● **Written task**
Reproduce the material below from the line with "the red flower?" up to and including the line with "top-left (269, 108), bottom-right (321, 163)", replacing "inspect" with "examine" and changing nothing else; return only those lines.

● **Records for this task**
--- Start ---

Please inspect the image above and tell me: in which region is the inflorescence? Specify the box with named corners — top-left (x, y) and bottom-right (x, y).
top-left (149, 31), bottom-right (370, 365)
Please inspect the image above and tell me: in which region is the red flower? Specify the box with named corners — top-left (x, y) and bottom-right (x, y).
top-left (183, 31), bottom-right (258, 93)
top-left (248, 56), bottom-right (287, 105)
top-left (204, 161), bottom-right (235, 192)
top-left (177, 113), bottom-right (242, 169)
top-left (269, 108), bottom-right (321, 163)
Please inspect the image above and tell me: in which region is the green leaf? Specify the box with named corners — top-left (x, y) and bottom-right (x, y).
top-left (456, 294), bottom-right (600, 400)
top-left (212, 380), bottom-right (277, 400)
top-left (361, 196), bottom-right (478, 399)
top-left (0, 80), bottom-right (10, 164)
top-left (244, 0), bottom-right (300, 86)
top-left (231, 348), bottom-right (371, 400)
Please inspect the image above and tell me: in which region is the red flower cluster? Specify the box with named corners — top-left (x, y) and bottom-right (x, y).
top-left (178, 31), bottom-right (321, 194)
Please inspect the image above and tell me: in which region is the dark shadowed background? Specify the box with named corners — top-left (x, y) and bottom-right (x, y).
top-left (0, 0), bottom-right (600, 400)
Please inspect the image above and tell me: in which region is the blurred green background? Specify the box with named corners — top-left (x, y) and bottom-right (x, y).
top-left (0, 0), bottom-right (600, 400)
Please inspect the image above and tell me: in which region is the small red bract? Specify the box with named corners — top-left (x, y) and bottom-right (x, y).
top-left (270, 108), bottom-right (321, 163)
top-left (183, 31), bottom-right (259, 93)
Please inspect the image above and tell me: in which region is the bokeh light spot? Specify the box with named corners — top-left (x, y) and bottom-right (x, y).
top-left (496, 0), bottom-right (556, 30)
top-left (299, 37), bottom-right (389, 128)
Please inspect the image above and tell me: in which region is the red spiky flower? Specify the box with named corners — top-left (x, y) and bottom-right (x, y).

--- End ---

● **Response**
Please examine the image above and tell me: in which region is the red flower? Specify the box with named corners — top-left (x, y) and bottom-right (x, y).
top-left (183, 31), bottom-right (258, 93)
top-left (248, 56), bottom-right (287, 105)
top-left (204, 161), bottom-right (235, 192)
top-left (177, 113), bottom-right (242, 169)
top-left (269, 108), bottom-right (321, 163)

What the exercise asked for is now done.